• **Exercise goal**:
Reproduce every entry exactly, without alteration.

• **Exercise data**:
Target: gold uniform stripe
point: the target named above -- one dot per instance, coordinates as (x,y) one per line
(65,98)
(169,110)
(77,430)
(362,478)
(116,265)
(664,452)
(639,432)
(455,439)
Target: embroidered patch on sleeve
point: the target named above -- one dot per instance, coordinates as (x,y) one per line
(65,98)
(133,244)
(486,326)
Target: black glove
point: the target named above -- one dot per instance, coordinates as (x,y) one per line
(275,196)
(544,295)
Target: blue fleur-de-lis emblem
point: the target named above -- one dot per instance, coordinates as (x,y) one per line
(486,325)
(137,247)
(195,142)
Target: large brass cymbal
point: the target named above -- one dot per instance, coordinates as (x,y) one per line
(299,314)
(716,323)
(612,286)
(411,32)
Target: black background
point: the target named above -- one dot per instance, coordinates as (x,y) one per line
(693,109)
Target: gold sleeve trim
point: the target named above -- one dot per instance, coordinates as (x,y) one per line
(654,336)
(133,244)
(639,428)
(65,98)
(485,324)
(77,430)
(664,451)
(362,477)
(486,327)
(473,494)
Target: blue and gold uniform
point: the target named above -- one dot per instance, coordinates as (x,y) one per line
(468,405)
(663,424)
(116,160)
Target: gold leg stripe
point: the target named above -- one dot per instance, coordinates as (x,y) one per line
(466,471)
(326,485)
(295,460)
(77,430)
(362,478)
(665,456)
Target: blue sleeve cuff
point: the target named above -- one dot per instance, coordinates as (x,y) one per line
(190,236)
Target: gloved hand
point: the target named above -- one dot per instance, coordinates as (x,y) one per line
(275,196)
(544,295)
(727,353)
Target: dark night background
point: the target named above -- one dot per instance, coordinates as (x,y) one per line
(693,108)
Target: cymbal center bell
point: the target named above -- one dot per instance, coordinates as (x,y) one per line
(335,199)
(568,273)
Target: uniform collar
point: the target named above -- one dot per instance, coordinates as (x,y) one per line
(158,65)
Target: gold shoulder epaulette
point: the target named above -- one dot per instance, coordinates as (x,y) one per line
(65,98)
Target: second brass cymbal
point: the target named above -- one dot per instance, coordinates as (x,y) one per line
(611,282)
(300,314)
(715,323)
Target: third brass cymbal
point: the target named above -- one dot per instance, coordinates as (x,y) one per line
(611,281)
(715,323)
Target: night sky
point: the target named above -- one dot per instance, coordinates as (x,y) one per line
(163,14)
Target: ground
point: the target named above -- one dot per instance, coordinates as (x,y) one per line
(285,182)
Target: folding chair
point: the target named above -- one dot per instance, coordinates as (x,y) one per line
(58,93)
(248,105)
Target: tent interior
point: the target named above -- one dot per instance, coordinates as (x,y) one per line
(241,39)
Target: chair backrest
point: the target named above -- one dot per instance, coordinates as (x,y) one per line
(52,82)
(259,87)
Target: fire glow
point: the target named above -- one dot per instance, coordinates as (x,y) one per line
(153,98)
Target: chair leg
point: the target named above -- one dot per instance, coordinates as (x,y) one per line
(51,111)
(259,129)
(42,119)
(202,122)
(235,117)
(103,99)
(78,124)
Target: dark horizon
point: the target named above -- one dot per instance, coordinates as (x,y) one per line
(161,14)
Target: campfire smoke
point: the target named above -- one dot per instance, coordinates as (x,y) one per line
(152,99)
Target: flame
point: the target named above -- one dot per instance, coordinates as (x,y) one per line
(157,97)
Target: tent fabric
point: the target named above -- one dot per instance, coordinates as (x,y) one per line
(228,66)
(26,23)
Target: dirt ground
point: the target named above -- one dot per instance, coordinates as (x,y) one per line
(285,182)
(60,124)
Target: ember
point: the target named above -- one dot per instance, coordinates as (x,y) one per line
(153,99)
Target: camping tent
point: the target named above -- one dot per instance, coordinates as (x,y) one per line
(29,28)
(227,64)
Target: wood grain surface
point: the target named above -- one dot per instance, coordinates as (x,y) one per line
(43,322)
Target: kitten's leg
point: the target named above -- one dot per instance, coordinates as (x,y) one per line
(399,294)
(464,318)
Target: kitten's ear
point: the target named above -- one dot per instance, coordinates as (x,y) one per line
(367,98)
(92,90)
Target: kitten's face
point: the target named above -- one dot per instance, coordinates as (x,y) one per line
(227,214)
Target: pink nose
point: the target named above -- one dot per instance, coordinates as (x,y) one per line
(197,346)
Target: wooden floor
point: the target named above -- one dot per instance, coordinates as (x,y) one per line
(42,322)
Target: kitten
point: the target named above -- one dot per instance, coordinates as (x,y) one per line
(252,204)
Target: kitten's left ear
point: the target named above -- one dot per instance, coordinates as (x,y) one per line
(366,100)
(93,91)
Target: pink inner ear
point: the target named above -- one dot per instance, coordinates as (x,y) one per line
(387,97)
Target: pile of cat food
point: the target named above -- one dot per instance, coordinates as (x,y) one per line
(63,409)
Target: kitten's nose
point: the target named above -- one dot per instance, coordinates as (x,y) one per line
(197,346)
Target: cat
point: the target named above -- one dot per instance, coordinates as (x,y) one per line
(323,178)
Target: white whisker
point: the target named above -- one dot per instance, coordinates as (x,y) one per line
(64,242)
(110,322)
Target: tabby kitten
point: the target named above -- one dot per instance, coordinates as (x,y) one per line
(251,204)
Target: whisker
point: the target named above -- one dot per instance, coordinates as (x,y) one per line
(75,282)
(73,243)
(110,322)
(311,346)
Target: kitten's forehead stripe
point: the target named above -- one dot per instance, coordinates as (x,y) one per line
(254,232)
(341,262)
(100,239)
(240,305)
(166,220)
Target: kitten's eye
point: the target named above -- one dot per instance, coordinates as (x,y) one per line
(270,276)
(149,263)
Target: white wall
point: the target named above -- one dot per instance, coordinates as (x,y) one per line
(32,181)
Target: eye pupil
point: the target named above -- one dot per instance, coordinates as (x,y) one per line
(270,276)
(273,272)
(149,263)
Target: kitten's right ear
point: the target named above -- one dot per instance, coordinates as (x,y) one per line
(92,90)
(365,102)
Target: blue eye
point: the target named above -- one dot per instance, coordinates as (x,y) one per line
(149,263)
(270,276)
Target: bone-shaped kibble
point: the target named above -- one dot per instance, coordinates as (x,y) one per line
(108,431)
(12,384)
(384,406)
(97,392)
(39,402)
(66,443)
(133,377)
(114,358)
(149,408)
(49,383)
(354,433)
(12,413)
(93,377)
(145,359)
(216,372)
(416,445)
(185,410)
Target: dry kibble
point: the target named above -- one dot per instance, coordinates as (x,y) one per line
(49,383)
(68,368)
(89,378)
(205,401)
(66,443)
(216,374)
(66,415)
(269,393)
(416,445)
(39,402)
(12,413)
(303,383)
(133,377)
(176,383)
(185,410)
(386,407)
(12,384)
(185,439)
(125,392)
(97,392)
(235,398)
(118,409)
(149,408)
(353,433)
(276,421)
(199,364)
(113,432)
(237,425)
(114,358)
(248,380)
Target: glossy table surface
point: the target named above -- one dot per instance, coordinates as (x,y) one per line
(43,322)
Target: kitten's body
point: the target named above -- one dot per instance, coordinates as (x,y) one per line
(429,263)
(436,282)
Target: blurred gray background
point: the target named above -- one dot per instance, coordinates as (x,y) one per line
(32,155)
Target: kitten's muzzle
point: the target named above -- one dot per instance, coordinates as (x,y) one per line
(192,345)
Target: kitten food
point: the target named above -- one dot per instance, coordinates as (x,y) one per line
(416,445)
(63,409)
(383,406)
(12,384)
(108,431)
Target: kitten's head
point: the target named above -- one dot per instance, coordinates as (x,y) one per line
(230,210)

• **Full answer**:
Target: gold uniform stripe
point: the target named above -- one dot per instance, coordinates as (x,y) one per line
(65,98)
(169,110)
(77,430)
(362,478)
(116,265)
(664,452)
(639,432)
(455,439)
Target: embroidered patch on sleeve
point: the target named above -- one dot per instance, coordinates as (x,y) one per line
(65,98)
(133,244)
(486,326)
Target: black glove
point: the target named above -- one dot per instance, coordinates as (x,y) one per line
(275,196)
(544,295)
Target: blue fleur-de-lis emblem
point: the target named above -- one dot per instance, coordinates as (x,y) one per line
(486,325)
(137,247)
(195,142)
Target: large brass cymbal
point: the target named above -- one dot per instance, coordinates as (x,y) one per line
(299,314)
(716,323)
(612,286)
(411,32)
Target: black background
point: the target named above -- one dot per instance, coordinates as (x,y) one per line
(693,109)
Target: gold sleeve trim
point: the target named above -- one dot per instance, coordinates as (x,y) one per line
(654,336)
(133,244)
(639,428)
(65,98)
(485,324)
(77,430)
(664,451)
(362,477)
(486,327)
(473,494)
Target: blue and gold uniform
point: the target named above -- one dot per instance, coordinates as (x,y) one per line
(468,405)
(663,424)
(116,160)
Target: gold leg stripe
point: the target named above -- one dot per instance, coordinates as (x,y) one per line
(466,471)
(326,485)
(295,460)
(77,430)
(362,478)
(665,456)
Target: blue sleeve cuff
point: the target named above -- one dot per instance, coordinates as (x,y) one per line
(190,236)
Target: gloved hand
point: the target named above -- one dot per instance, coordinates as (x,y) one per line
(275,196)
(544,295)
(727,353)
Target: dark night background
point: the target named above -- one dot per instance, coordinates as (x,y) one per line
(693,108)
Target: cymbal center bell
point: the target named above -- one dot per instance, coordinates as (x,y) one per line
(335,199)
(568,273)
Target: uniform collar
point: the target named above -- one dot per instance, coordinates as (x,y) one per line
(158,65)
Target: gold shoulder epaulette
point: the target named above -- one dot per instance, coordinates as (x,y) one per line
(65,98)
Target: second brass cymbal
point: the target named above -- one dot per instance, coordinates as (x,y) one per line
(611,282)
(300,314)
(715,323)
Target: third brass cymbal
point: the target named above -- one dot per instance, coordinates as (x,y) one per line
(611,281)
(715,323)
Target: night sky
point: the target named above -- one dot per instance, coordinates as (x,y) one per line
(163,14)
Target: ground
point: the target named above -- one dot per instance, coordinates as (x,y) one per line
(285,182)
Target: folding chair
point: the target named above -- one dot per instance, coordinates as (x,y) one per line
(58,93)
(248,105)
Target: tent interior
point: the target named above -- one dot per instance, coordinates as (x,y) one per line
(241,39)
Target: chair backrest
point: the target named above -- one dot per instance, coordinates as (x,y) one per line
(52,82)
(259,87)
Target: fire glow
point: the target named above -- one dot per instance, coordinates as (x,y) one per line
(153,98)
Target: chair leg
point: the target named above -- one dot per instance, coordinates as (x,y) one per line
(51,111)
(259,129)
(42,119)
(202,122)
(235,117)
(103,99)
(78,124)
Target: dark horizon
point: the target named above -- one dot per instance, coordinates as (x,y) one per line
(161,14)
Target: campfire smoke
point: the target named above -- one dot per instance, coordinates as (x,y) one per line
(152,99)
Target: flame
point: the target named above -- one dot per instance, coordinates as (x,y) one per line
(157,97)
Target: tent fabric
point: the target named above -- one dot per instance, coordinates as (x,y) one per line
(228,66)
(26,23)
Target: dirt ground
point: the target named above -- one dot per instance, coordinates as (x,y) one per line
(285,182)
(60,124)
Target: ember
point: the target named above -- one dot per instance, coordinates as (x,y) one per line
(153,99)
Target: camping tent
point: the target named above -- one dot per instance, coordinates as (x,y) one per line
(29,28)
(227,64)
Target: wood grain surface
point: the target named above -- one dot per instance, coordinates as (x,y) one per line
(43,322)
Target: kitten's leg
point: the target named above -- one dot per instance, coordinates as (x,y) one per line
(399,294)
(464,318)
Target: kitten's ear
point: the target named above -- one dot per instance, coordinates as (x,y) one per line
(367,98)
(92,90)
Target: kitten's face
point: the target named above -- one dot per instance, coordinates as (x,y) one per line
(227,214)
Target: pink nose
point: the target named above -- one dot per instance, coordinates as (x,y) one per line
(197,346)
Target: wooden floor
point: the target named above -- one dot per instance, coordinates as (x,y) one per line
(42,322)
Target: kitten
point: the target named above -- one dot per instance, coordinates as (x,y) one per line
(252,204)
Target: kitten's left ear
point: the target named above -- one dot per instance, coordinates as (x,y) one per line
(366,100)
(93,91)
Target: pink inner ear
point: the target named above -- one dot per instance, coordinates as (x,y) one per line
(387,97)
Target: pile of cat food
point: the target named above -- one dot per instance, coordinates as (x,y) one per line
(63,409)
Target: kitten's nose
point: the target named above -- one dot per instance, coordinates as (x,y) one per line
(197,346)
Target: cat
point: the target named above -- one dot per instance, coordinates as (x,y) one per line
(323,178)
Target: white whisker
point: the target named above -- one dot per instance, coordinates as (x,y) one per line
(64,242)
(110,322)
Target: tabby kitten
point: the target named above -- one dot per instance, coordinates as (x,y) one per line
(251,204)
Target: whisker
point: the target named above -- one dot per instance, coordinates as (x,y) one per line
(75,282)
(73,243)
(110,322)
(311,346)
Target: kitten's forehead stripe
point: the target named above -- one dot per instance, coordinates as (x,y) one per line
(254,232)
(341,262)
(100,239)
(240,305)
(166,220)
Target: kitten's eye
point: the target named above -- one dot per instance, coordinates as (x,y) one per line
(270,276)
(149,263)
Target: white wall
point: the target named above -- one dot per instance, coordinates as (x,y) one per line
(32,181)
Target: eye pupil
point: the target named above -- one dot per instance, coordinates as (x,y) one per line
(270,276)
(273,272)
(149,263)
Target: kitten's right ear
point: the target named above -- one dot per instance, coordinates as (x,y) one per line
(92,90)
(365,102)
Target: blue eye
point: the target named above -- one dot per instance, coordinates as (x,y) one per line
(149,263)
(270,276)
Target: bone-shaped kibble
point: the target named above -- one dot per instance, coordinates as (x,y) one per line
(108,431)
(12,384)
(384,406)
(97,392)
(39,402)
(66,443)
(133,377)
(114,358)
(149,408)
(49,383)
(354,433)
(12,413)
(93,377)
(145,359)
(216,372)
(416,445)
(185,410)
Target: dry kibble
point: the target named above -- one dot per instance, coordinates as (x,y) one per line
(49,383)
(68,368)
(89,378)
(205,401)
(66,443)
(216,374)
(66,415)
(269,393)
(416,445)
(39,402)
(12,413)
(303,383)
(133,377)
(176,383)
(185,410)
(386,407)
(12,384)
(185,439)
(125,392)
(97,392)
(235,398)
(118,409)
(149,408)
(353,433)
(276,421)
(199,364)
(113,432)
(237,425)
(114,358)
(248,380)
Target: glossy table surface
point: the target named above -- one dot per instance, coordinates as (x,y) one per line
(43,322)
Target: kitten's body
point: the target named above -- one dot per instance, coordinates as (x,y) one per line
(429,263)
(436,282)
Target: blurred gray background
point: the target named above -- one dot per instance, coordinates as (x,y) one per line
(32,155)
Target: kitten's muzzle
point: the target named above -- one dot per instance, coordinates as (x,y) one per line
(192,345)
Target: kitten food
point: the target named above -- one dot per instance, coordinates as (x,y) one per line
(416,445)
(63,409)
(383,406)
(12,384)
(108,431)
Target: kitten's head
point: the target named above -- one dot per instance, coordinates as (x,y) one per line
(230,210)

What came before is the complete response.